Work required: Scan the entries and state how many lines contain "negative". Write no other text.

Data in this exercise:
—————
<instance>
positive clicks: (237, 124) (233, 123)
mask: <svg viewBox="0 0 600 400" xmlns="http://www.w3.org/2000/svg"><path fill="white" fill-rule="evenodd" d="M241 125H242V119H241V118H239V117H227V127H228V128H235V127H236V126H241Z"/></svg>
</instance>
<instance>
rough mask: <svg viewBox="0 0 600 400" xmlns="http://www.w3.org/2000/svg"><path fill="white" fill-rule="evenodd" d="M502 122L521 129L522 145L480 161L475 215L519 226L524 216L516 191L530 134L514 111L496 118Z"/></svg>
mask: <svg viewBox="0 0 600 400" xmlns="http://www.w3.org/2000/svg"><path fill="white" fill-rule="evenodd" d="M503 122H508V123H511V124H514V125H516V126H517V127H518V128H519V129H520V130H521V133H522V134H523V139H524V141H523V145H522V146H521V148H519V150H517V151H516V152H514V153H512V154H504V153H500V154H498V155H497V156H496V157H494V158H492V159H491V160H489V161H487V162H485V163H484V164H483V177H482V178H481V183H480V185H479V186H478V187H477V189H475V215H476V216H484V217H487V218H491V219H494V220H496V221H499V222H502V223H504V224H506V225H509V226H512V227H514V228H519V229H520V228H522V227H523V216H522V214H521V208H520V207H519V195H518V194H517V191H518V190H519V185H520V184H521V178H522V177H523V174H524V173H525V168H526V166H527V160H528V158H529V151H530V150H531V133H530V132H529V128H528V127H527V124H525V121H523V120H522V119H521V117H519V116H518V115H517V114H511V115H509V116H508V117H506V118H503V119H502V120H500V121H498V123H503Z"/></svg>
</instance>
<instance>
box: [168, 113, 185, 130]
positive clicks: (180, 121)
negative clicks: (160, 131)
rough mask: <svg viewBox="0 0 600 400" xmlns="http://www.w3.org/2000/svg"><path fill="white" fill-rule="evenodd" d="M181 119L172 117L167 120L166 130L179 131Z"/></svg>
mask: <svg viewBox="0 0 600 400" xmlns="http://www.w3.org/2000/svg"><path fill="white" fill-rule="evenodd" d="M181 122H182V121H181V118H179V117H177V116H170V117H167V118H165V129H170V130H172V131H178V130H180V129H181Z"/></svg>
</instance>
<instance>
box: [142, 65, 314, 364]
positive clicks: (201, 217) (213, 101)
—————
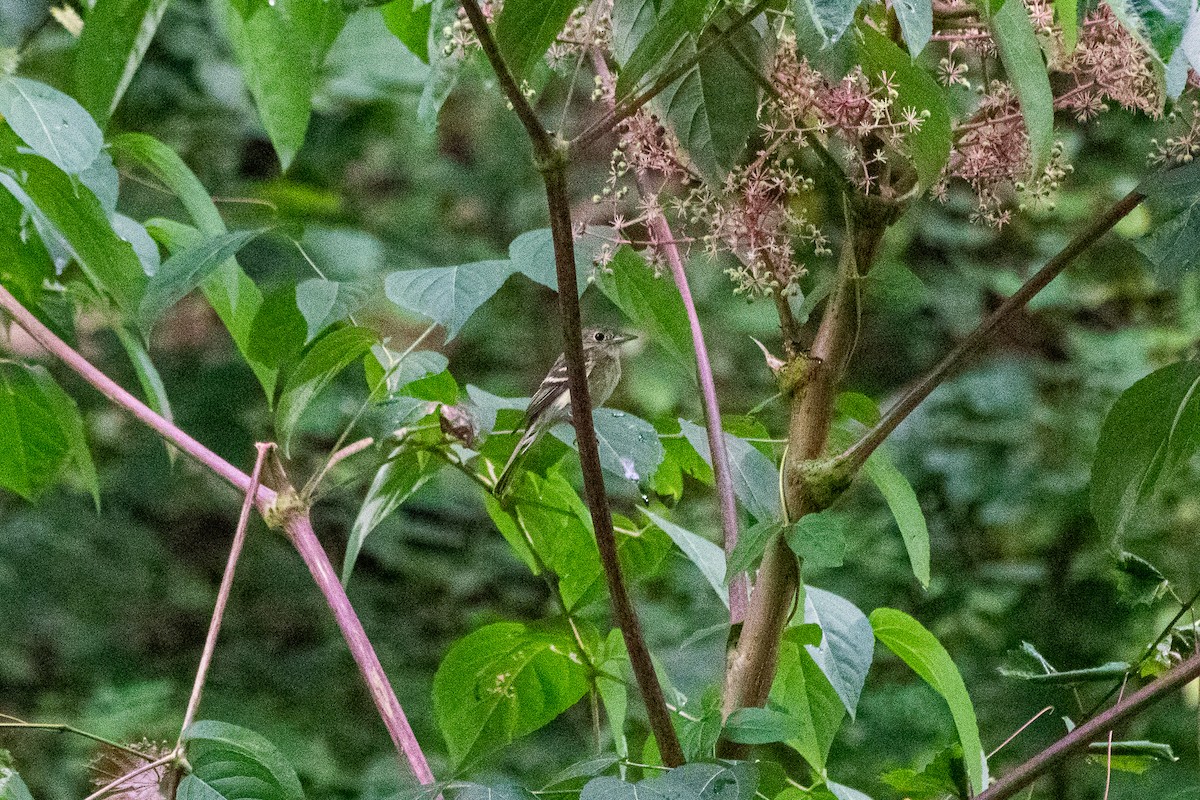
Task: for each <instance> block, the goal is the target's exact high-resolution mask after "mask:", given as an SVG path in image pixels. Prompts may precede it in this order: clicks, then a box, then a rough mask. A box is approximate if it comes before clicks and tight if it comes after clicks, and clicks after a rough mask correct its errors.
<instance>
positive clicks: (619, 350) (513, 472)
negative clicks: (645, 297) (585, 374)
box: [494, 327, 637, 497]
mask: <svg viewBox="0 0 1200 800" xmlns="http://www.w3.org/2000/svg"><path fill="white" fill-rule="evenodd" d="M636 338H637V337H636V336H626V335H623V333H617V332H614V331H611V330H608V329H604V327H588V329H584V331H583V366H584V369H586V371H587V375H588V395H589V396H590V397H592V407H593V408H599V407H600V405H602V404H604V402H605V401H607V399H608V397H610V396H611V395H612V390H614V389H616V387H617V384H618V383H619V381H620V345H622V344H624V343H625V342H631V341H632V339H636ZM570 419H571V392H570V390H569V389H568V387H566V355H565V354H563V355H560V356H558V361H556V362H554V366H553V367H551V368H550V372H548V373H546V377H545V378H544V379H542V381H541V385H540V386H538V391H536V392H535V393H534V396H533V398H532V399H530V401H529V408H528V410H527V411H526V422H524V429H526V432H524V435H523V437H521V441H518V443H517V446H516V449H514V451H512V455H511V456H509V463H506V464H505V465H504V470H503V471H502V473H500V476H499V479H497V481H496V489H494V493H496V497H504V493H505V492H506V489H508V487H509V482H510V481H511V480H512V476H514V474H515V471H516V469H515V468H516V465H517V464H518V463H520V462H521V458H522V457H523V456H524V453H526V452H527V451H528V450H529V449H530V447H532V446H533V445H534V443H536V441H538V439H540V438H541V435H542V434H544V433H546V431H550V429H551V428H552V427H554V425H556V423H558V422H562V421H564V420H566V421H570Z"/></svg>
—————
Exercise response: 2